(Region pointing data)
+++

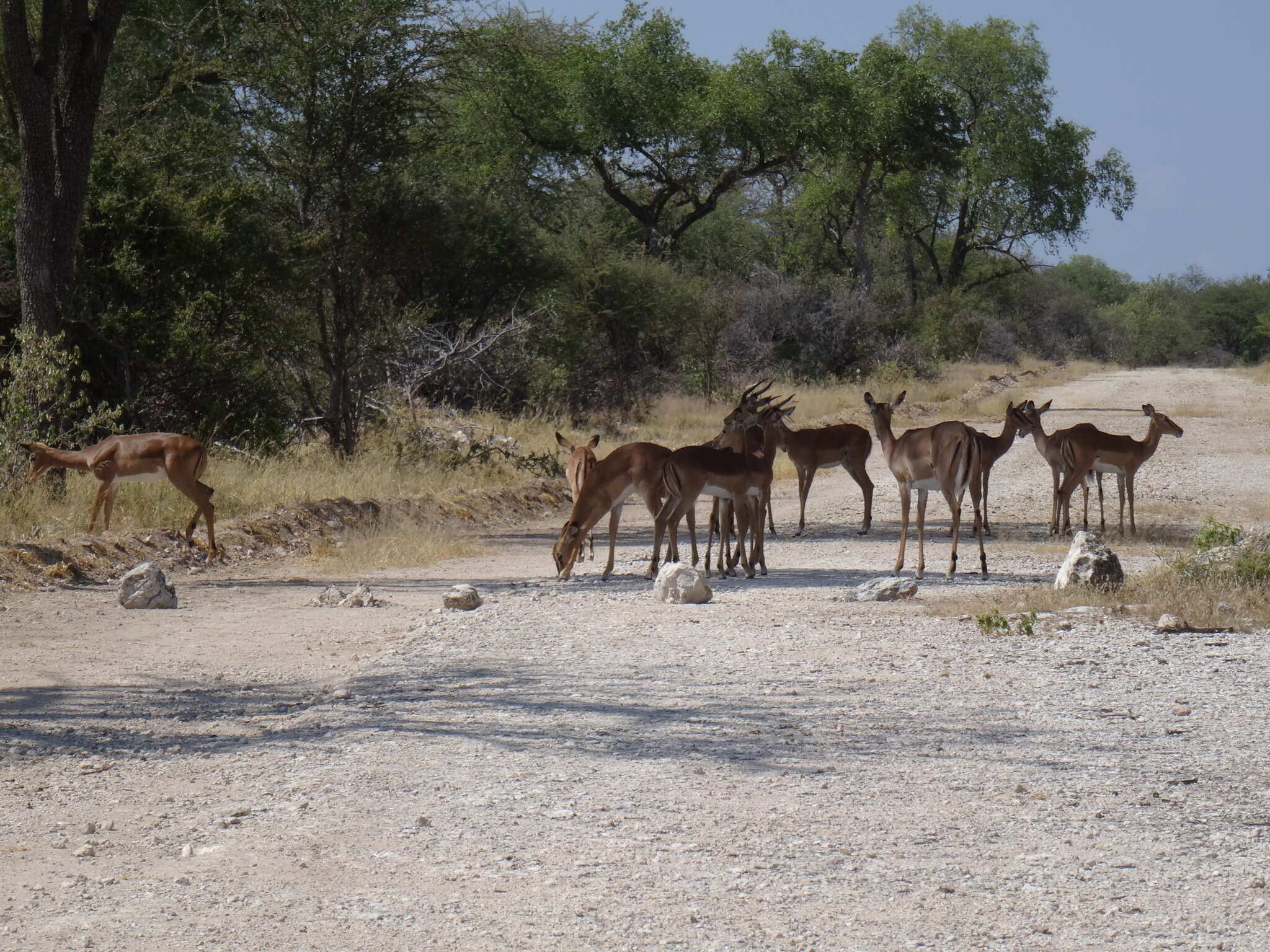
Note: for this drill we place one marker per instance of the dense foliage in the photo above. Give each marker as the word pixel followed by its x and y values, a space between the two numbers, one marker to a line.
pixel 299 211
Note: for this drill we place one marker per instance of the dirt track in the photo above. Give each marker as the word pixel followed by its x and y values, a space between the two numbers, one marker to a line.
pixel 577 767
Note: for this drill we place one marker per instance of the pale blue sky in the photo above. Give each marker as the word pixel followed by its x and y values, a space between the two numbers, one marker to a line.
pixel 1179 88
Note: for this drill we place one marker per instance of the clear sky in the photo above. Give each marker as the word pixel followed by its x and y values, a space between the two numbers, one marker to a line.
pixel 1179 87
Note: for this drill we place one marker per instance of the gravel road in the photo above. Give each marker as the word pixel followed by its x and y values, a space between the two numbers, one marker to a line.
pixel 577 767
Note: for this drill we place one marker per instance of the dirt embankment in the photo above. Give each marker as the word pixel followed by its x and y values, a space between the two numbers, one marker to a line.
pixel 282 531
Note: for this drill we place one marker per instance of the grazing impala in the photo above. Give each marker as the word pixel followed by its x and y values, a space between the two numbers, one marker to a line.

+++

Task requirements: Output only the lines from the one holding "of the gravel" through the last line above, exactly as they appear.

Answer for this exercise:
Note: for this drill we place one marker per instance of the gravel road in the photo above. Give each marker as the word pixel followed by its x and y values, a space between the two numbers, one marker to a line.
pixel 577 767
Note: for this drill we place one marker per instance of the dirt embankment in the photo above. Give each marker as the word pixel followed by its x and y values, a space between the two numbers, one marker to a line.
pixel 282 531
Note: for this drill we place one marker per instance of the grazing impala in the photo above. Give each marker as the word pixel followed by its x and y values, a space between the two numbers, one marker to a line.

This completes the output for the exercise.